### Task
Copy each line of the material below word for word, in the order given, without changing anything.

### Extracted material

━━━━━━━━━━━━━━━━━━━━━━━━━━━━━━

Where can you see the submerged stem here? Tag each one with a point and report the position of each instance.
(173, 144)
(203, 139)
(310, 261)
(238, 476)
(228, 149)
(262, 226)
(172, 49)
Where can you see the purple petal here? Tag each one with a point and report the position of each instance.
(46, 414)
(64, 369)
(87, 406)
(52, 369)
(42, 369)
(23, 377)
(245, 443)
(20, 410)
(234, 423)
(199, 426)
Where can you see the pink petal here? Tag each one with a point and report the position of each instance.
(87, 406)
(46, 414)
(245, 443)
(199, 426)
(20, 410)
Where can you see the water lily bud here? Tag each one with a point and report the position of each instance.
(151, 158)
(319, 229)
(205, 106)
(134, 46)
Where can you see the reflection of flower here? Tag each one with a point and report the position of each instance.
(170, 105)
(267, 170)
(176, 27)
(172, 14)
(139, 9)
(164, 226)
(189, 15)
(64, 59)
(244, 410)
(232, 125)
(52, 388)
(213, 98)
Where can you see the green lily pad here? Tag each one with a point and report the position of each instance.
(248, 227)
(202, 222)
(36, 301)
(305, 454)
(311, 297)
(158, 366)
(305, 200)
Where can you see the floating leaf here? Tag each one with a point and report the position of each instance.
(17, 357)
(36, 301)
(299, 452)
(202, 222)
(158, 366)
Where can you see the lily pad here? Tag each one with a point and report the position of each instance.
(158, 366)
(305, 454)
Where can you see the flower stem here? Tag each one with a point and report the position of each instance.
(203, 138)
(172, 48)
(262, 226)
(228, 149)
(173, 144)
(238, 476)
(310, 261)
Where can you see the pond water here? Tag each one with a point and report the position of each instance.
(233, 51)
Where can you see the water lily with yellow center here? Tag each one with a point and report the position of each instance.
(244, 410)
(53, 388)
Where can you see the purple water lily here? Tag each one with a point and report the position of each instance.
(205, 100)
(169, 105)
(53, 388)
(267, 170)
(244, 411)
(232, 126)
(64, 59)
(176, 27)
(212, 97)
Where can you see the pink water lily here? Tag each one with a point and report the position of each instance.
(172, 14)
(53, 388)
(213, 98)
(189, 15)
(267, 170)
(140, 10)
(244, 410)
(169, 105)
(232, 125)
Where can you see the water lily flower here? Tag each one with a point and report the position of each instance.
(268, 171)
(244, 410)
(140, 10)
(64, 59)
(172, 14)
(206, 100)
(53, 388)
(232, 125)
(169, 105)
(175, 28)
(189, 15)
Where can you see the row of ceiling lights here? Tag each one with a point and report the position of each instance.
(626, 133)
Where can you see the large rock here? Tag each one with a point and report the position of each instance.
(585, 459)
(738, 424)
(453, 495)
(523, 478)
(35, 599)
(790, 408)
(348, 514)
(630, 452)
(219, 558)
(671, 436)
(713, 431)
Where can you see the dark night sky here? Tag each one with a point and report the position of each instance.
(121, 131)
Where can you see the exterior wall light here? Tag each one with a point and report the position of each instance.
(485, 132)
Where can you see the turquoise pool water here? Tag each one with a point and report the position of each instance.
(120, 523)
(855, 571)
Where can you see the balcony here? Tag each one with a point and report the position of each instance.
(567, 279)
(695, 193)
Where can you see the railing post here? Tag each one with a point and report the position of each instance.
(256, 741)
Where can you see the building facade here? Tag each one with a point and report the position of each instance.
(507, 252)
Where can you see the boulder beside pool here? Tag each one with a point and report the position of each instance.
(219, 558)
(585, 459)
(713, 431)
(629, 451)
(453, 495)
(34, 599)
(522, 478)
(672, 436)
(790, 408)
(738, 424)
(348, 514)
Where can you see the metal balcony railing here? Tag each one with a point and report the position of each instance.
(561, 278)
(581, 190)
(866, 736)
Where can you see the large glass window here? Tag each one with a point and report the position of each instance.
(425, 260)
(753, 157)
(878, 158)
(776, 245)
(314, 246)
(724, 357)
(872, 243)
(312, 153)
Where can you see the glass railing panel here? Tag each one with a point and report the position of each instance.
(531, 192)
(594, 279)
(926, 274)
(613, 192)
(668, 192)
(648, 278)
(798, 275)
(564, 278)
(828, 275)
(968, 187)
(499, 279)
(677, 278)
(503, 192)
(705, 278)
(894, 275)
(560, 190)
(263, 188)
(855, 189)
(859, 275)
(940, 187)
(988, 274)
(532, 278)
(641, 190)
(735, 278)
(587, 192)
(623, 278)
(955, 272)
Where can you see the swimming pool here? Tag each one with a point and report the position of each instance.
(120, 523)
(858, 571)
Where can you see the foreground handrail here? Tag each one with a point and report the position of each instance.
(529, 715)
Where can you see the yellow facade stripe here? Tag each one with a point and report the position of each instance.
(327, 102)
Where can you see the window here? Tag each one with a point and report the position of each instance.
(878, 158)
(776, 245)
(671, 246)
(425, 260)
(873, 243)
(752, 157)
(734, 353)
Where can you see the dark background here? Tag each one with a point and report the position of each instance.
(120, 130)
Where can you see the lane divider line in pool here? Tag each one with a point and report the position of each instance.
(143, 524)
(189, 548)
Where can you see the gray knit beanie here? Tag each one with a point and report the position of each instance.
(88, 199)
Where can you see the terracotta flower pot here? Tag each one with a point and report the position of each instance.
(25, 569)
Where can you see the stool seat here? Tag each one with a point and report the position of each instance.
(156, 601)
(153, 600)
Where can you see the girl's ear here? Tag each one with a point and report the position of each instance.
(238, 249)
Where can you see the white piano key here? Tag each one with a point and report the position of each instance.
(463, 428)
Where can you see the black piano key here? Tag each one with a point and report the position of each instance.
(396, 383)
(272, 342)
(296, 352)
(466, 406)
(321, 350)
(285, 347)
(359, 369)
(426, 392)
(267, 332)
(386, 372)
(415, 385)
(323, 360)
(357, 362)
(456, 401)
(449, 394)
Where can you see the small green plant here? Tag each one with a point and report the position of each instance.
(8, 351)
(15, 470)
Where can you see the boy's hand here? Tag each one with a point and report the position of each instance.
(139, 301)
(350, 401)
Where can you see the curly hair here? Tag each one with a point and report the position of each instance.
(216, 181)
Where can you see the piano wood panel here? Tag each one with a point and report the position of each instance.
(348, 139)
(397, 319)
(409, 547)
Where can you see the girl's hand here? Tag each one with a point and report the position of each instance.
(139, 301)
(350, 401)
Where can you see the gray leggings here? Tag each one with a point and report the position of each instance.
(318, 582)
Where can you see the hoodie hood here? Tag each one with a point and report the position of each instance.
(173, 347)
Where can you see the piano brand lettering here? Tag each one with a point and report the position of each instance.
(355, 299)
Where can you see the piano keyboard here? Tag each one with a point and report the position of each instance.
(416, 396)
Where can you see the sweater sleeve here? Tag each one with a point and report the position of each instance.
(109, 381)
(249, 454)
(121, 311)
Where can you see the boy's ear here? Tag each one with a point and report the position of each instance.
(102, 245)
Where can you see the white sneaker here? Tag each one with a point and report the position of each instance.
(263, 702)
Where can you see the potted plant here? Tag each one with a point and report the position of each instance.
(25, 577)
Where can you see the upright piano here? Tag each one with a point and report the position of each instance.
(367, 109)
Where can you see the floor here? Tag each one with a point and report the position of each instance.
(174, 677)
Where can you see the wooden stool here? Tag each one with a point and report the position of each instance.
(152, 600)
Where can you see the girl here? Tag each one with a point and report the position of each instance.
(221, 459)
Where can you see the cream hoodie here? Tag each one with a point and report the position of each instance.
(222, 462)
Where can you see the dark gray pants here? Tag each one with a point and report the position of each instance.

━━━━━━━━━━━━━━━━━━━━━━━━━━━━━━

### Written response
Where can you see the submerged stem here? Tag each one with a point and report the position of each instance.
(173, 144)
(203, 139)
(310, 261)
(238, 476)
(228, 149)
(262, 226)
(172, 49)
Where can you see the purple petal here? Tag each one with a point and report the position of each instance.
(46, 414)
(64, 369)
(87, 406)
(52, 369)
(42, 369)
(23, 377)
(245, 443)
(20, 410)
(234, 423)
(199, 426)
Where can you see the pink petal here? Tag each one with a point and report the position of each instance.
(87, 406)
(46, 414)
(245, 443)
(199, 426)
(20, 410)
Where can you see the water lily bud here? Tag each one with a point and report the position of each instance.
(151, 158)
(319, 229)
(205, 106)
(134, 46)
Where can you see the reflection of flower here? Tag each one with a point and report the position of each instance.
(170, 105)
(267, 170)
(176, 27)
(172, 14)
(139, 9)
(164, 226)
(189, 15)
(64, 59)
(244, 410)
(232, 125)
(52, 388)
(213, 98)
Where can you see the green lily pad here? Tag each one with a point and report the position of each instance.
(248, 227)
(202, 222)
(36, 301)
(305, 454)
(311, 297)
(158, 366)
(305, 200)
Where can you see the floating leaf here? Tag each one with a point and report the position of each instance.
(17, 357)
(36, 301)
(299, 452)
(202, 222)
(158, 366)
Where can you see the lily pad here? Tag each one with a point and report the position of each instance.
(158, 366)
(305, 454)
Where can you see the flower stem here? Tag each one with a point and report the position of each instance.
(203, 138)
(172, 48)
(262, 226)
(228, 149)
(173, 144)
(238, 476)
(310, 261)
Where can you see the pond water here? Tag each one with a point and report the position of each instance.
(233, 51)
Where can you see the water lily with yellow center here? Tag each one with a point and report the position of each instance.
(244, 410)
(53, 388)
Where can you see the purple water lily here? Tag each one with a point and report the position of each instance.
(205, 100)
(169, 105)
(53, 388)
(267, 170)
(244, 411)
(232, 126)
(64, 59)
(176, 27)
(212, 97)
Where can you see the pink water lily here? Tag each one with a point and report the position of each instance.
(172, 14)
(53, 388)
(213, 98)
(189, 15)
(267, 170)
(140, 10)
(244, 410)
(169, 105)
(232, 125)
Where can you see the water lily flower here? Tag each one with a point and report the position of each instance.
(268, 171)
(244, 410)
(140, 10)
(64, 59)
(172, 14)
(206, 100)
(53, 388)
(232, 125)
(169, 105)
(175, 28)
(189, 15)
Where can you see the row of ceiling lights here? Tag each one with a point and report the position of each instance.
(626, 133)
Where can you see the large rock here? Tag each one with a point and report the position of each instance.
(585, 459)
(738, 424)
(453, 495)
(523, 478)
(35, 599)
(790, 408)
(348, 514)
(630, 452)
(219, 558)
(671, 436)
(713, 431)
Where can you see the dark night sky here? Tag each one with a point and report the position of each instance.
(121, 131)
Where can you see the exterior wall light here? Tag each one with a point and report the position of each instance.
(485, 132)
Where can you see the turquoise pool water here? Tag each one with a point and report the position of each instance.
(120, 523)
(855, 571)
Where can you see the balcony here? Tag each one with a point and report the position of each instance.
(567, 279)
(695, 193)
Where can you see the railing post here? Tag each one with a point and report the position of each instance.
(256, 741)
Where can you see the building facade here? Tag each one with a point and report the position of each instance.
(507, 252)
Where can you see the boulder beside pool here? Tag each one with a point and report the position of each instance.
(219, 558)
(585, 459)
(713, 431)
(629, 451)
(453, 495)
(34, 599)
(522, 478)
(672, 436)
(790, 408)
(738, 424)
(348, 514)
Where can you see the metal balcony railing here? Tag each one with a point and report the position of each instance.
(561, 278)
(581, 190)
(866, 736)
Where can you see the large glass window here? Tag each one with a point and report the position of each instance.
(425, 260)
(753, 157)
(878, 158)
(776, 245)
(314, 246)
(724, 357)
(872, 243)
(312, 153)
Where can you see the glass railing panel here? Tag each one with a point and report the position of each instance.
(531, 192)
(594, 279)
(926, 274)
(613, 192)
(668, 192)
(648, 278)
(798, 275)
(564, 278)
(828, 275)
(968, 187)
(499, 279)
(677, 278)
(503, 192)
(705, 278)
(894, 275)
(560, 190)
(263, 188)
(855, 189)
(859, 275)
(940, 187)
(988, 274)
(532, 278)
(641, 190)
(735, 278)
(587, 192)
(623, 278)
(955, 272)
Where can you see the swimming pool here? Tag each one with a point and report the position of each instance.
(120, 523)
(858, 571)
Where can you see the foreground handrail here? Tag each one with a point and report the position of each instance.
(529, 715)
Where can you see the yellow facade stripe here? Tag each one with a point and report the position of each instance.
(327, 102)
Where can you see the window here? Tag each one with a point and report the position of each instance.
(878, 158)
(776, 245)
(671, 246)
(425, 260)
(873, 243)
(752, 157)
(734, 353)
Where can you see the dark background here? Tag each one with a point and report the position of each instance.
(120, 130)
Where can you see the lane divider line in pool here? Tag each one with a point and report the position of each instance.
(143, 524)
(189, 548)
Where can you see the gray knit beanie here? Tag each one with a point and report the position of each instance.
(88, 199)
Where can you see the terracotta flower pot here? Tag each one with a point and report the position of each instance.
(25, 569)
Where can you see the stool seat here? Tag each one with a point and report the position of each instance.
(156, 601)
(153, 600)
Where can you see the girl's ear here? Tag each one with a point and report the position of each instance.
(238, 249)
Where can you see the white piano key here? Tag each one with a point and report the position of each instance.
(463, 428)
Where can you see the black piano key here? Tag each one with a point and report the position of each instance.
(396, 383)
(272, 342)
(296, 352)
(466, 406)
(321, 350)
(285, 347)
(359, 369)
(426, 392)
(267, 332)
(386, 372)
(415, 385)
(323, 360)
(357, 362)
(456, 401)
(449, 394)
Where can you see the small green plant here? Tag each one with a point and report the position of each instance.
(8, 351)
(15, 470)
Where can you see the boy's hand here? Tag each one with a point and report the position of each instance.
(139, 301)
(350, 401)
Where can you see the curly hair here? Tag each one with a point and report the position of each instance.
(216, 181)
Where can you see the piano wood panel here? Tag each one with a point and report the position of each instance.
(348, 139)
(397, 319)
(409, 547)
Where can you see the girl's hand here? Tag each one with a point and report the position of each instance.
(139, 301)
(350, 401)
Where can you see the gray leggings here? Tag each one with a point and report the position of each instance.
(318, 582)
Where can you see the hoodie hood here? Tag each one with a point and report the position of each instance.
(173, 347)
Where can you see the piano brand lettering here? Tag each one with a point and report the position of each instance.
(355, 299)
Where can you see the piano keyboard here? Tag each one with a point and report the position of each instance.
(416, 396)
Where can you see the sweater sleeve here? Tag each one with a point and report the position of each instance.
(109, 381)
(249, 454)
(121, 311)
Where can you see the boy's ear here? Tag each one with a point and report the position of each instance.
(102, 245)
Where can you see the white sneaker here? Tag each one with a point and report the position of each instance.
(263, 702)
Where can you see the potted plant here? Tag each one with a point and report the position of each instance.
(25, 577)
Where can you see the upright piano here? Tag each one with a point and report the position of each instance.
(367, 109)
Where can you see the floor here? Tag each one with a point and report the position of each instance.
(174, 677)
Where can you see the wooden stool here? Tag each one with a point and report the position of each instance.
(152, 600)
Where can you see the girl here? Tag each one with a point and report the position of each instance.
(221, 459)
Where can you see the cream hoodie here? Tag each one with a point and report the position of each instance.
(222, 462)
Where can you see the dark gray pants here? Tag each one with a point and report the position of each instance.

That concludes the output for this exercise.